WORK REQUIRED: Copy the data below, putting "Audit note" in place of every "Reviewer note" and keeping everything else unchanged. Leave the pictures out.

Excerpts of pointing data:

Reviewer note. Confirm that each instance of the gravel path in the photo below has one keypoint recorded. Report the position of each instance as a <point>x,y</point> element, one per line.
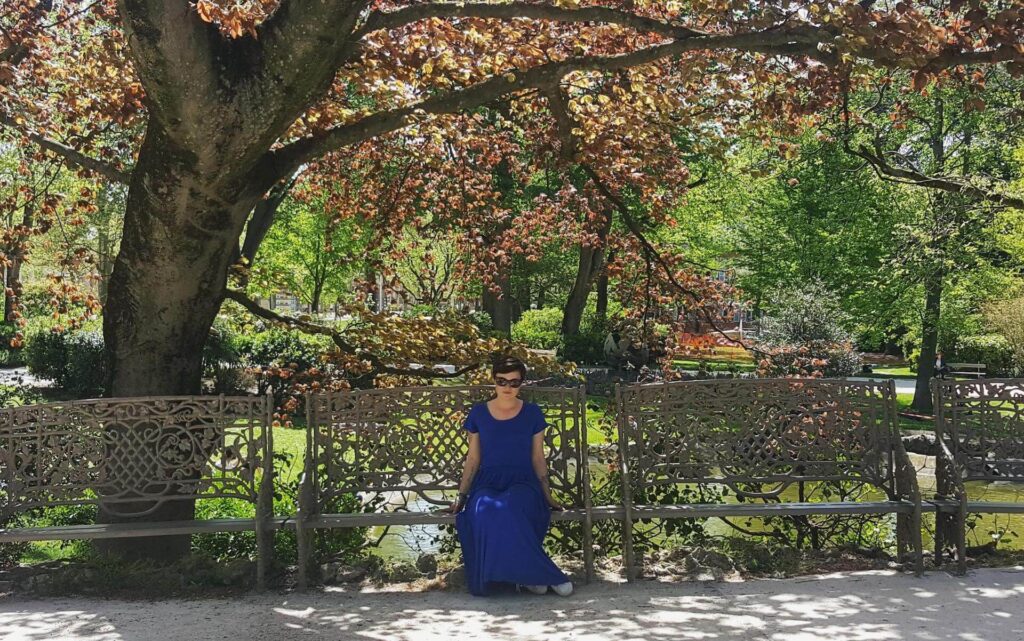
<point>852,606</point>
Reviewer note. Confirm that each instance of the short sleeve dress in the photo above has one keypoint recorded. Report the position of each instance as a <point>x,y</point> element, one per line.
<point>506,517</point>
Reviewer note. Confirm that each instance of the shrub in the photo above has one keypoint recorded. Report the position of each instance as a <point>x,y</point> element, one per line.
<point>17,395</point>
<point>482,322</point>
<point>74,360</point>
<point>540,329</point>
<point>586,348</point>
<point>992,349</point>
<point>9,356</point>
<point>265,351</point>
<point>805,334</point>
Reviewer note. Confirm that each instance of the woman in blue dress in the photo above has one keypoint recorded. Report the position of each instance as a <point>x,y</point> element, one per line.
<point>505,503</point>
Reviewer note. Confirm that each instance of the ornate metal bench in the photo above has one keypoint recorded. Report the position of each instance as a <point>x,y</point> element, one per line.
<point>760,437</point>
<point>979,427</point>
<point>131,456</point>
<point>410,443</point>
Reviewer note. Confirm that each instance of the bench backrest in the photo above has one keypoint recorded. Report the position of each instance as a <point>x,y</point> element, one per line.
<point>412,440</point>
<point>132,455</point>
<point>758,436</point>
<point>982,423</point>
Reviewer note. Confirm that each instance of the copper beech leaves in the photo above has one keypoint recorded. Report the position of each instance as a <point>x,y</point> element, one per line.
<point>502,172</point>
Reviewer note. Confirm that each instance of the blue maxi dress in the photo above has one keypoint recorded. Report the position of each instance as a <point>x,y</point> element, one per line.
<point>506,516</point>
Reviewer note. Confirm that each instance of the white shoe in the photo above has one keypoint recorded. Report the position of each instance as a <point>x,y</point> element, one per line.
<point>563,589</point>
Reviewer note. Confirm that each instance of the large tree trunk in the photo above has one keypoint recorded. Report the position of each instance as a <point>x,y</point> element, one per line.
<point>929,344</point>
<point>167,286</point>
<point>500,308</point>
<point>591,263</point>
<point>602,296</point>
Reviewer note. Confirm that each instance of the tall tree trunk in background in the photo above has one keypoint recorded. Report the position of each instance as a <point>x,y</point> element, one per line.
<point>500,307</point>
<point>602,291</point>
<point>934,276</point>
<point>167,286</point>
<point>12,276</point>
<point>929,344</point>
<point>591,263</point>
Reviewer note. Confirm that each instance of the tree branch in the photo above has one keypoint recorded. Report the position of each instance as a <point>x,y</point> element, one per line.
<point>916,178</point>
<point>392,19</point>
<point>311,328</point>
<point>652,253</point>
<point>280,163</point>
<point>71,155</point>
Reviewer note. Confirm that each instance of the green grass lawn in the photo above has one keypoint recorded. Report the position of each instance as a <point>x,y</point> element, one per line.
<point>896,373</point>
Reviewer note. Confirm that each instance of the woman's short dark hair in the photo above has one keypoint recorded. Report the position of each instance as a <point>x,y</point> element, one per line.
<point>507,365</point>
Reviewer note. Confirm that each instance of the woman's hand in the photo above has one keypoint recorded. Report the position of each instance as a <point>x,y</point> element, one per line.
<point>459,504</point>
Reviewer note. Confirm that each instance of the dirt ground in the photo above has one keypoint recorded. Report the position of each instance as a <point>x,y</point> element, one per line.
<point>878,605</point>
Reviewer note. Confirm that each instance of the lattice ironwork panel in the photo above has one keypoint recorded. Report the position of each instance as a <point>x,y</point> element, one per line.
<point>983,422</point>
<point>758,435</point>
<point>412,439</point>
<point>131,455</point>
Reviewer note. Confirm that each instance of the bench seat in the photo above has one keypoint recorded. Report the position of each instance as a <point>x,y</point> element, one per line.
<point>127,530</point>
<point>415,518</point>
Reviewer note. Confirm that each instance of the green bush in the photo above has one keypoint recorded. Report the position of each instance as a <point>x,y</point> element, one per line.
<point>276,347</point>
<point>805,332</point>
<point>17,395</point>
<point>9,356</point>
<point>584,348</point>
<point>991,349</point>
<point>540,329</point>
<point>482,322</point>
<point>75,360</point>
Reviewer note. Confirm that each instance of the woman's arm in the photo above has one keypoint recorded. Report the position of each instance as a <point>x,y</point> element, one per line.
<point>541,467</point>
<point>469,468</point>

RESPONSE:
Audit note. Confirm that each instance of the gravel path in the photo below has one keypoint recorded. Report the position of each instance as a <point>x,y</point> element, one per line.
<point>852,606</point>
Audit note. Confirm that each instance of the short sleeve dress in the photo above has one keypoint recorded. Report the position of each instance as a <point>x,y</point> element, one per line.
<point>506,517</point>
Audit note. Confirm that each instance of the shrub in the photo above has one keypoint recorded. Report the position of each instance as a <point>x,y</point> element, one per line.
<point>17,395</point>
<point>482,322</point>
<point>74,360</point>
<point>540,329</point>
<point>586,348</point>
<point>992,349</point>
<point>9,356</point>
<point>265,351</point>
<point>805,334</point>
Audit note. Confirm that each instance of the woman in blue dress in the photo above has one keypoint recorded. Report the position of each instance as a <point>x,y</point> element, one per line.
<point>505,503</point>
Audit note. Confirm that each instance of the ornate metal bench in the photo above has one keypoint recorded. Report the position of each instance as a <point>x,y</point> element, one per line.
<point>760,437</point>
<point>979,427</point>
<point>131,456</point>
<point>410,443</point>
Audit note. Confirm that each instance of the bench backrest in the photo above has one keypoint recorded. Report the position of each instance as a <point>x,y</point> element, one per line.
<point>412,440</point>
<point>132,455</point>
<point>758,436</point>
<point>982,423</point>
Audit note. Confirm that each instance of the copper beech leaves in the photo above has one keypoint recorded. Report the position of each instance as a <point>x,y</point> element, one per line.
<point>502,172</point>
Audit note. Confirm that each instance of the blue maxi dress in the photo above has one keypoint recorded. Report the position of each instance as a <point>x,y</point> element, one per line.
<point>506,516</point>
Audit note. Confirm that each instance of the white shoe in the photo above has one keypoint recorded. Report the position of each instance as a <point>x,y</point> element, one per line.
<point>563,589</point>
Audit note. Confirm that each instance of the large tree trunk in the photo above has one keypoint recorded. Report the position of each instance as a <point>x,y</point> element, one per line.
<point>929,344</point>
<point>167,286</point>
<point>500,308</point>
<point>591,263</point>
<point>602,296</point>
Audit note. Confirm that each instance of the tall tree trunk in background in the photo above has one keypoint recorded. Report the position of each instance as a <point>x,y</point> element, one per line.
<point>500,307</point>
<point>602,291</point>
<point>934,276</point>
<point>167,286</point>
<point>12,276</point>
<point>929,344</point>
<point>591,263</point>
Audit note. Confirm that each instance of the tree branch in the photo above has one keypoint recorded. Report the position of each instance as a <point>x,y</point> element, one per line.
<point>916,178</point>
<point>392,19</point>
<point>311,328</point>
<point>652,253</point>
<point>280,163</point>
<point>71,155</point>
Audit note. Confirm that each instance of the green grass lawn in the photo above has one keypoint recorded. Report the position of each instance as a <point>x,y</point> element, one per line.
<point>896,373</point>
Audit note. Confirm that each instance of the woman's short dark hair in the photo above has one keypoint recorded. Report the position of each instance as a <point>x,y</point> element, one per line.
<point>507,365</point>
Audit note. Confirm that each instance of the woman's hand in the photo above has one keypoint recorded. Report the position of each instance as a <point>x,y</point> element, one per line.
<point>459,504</point>
Audit note. Confirm that each instance of the dirt ground in the photo above has one keypoint recorded. Report the position of each instance as a <point>x,y</point> element, one per line.
<point>878,605</point>
Audit note. Confirm that each instance of the lattice ironwork panel in the photo above has one keypoint recorded. Report the position of each instance as a <point>x,y</point> element, one per line.
<point>983,422</point>
<point>758,435</point>
<point>412,439</point>
<point>131,455</point>
Audit note. Confirm that each instance of the bench seat in the photo above has one keypoint recorded. Report the position of each instance as a <point>x,y</point> element, one per line.
<point>127,530</point>
<point>415,518</point>
Audit note. Confirm that each instance of the green bush in the photo above has one keypoint recorded. Report the position of each instance as a <point>x,y</point> element, one per line.
<point>276,347</point>
<point>805,332</point>
<point>17,395</point>
<point>9,356</point>
<point>584,348</point>
<point>991,349</point>
<point>540,329</point>
<point>482,322</point>
<point>75,360</point>
Audit note. Confirm that each instance of the woman's arm in the photo above has one keypoint recorded. Report the position of each instance as a <point>x,y</point> element, one per line.
<point>541,467</point>
<point>469,468</point>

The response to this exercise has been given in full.